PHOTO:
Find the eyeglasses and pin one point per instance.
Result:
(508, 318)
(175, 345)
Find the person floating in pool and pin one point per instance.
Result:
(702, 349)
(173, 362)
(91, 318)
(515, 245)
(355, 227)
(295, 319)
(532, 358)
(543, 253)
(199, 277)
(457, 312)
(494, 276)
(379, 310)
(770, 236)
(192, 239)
---*---
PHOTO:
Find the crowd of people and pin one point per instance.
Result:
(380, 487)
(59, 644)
---*---
- _EXERCISE PROMPT_: Locate each line above that contains the word "point", and copy those lines out.

- _WORKED ANSWER_:
Find the eyeglasses and pin one point per instance.
Find the person floating in pool and pin one point per instance.
Find the crowd of people and pin one point per instance.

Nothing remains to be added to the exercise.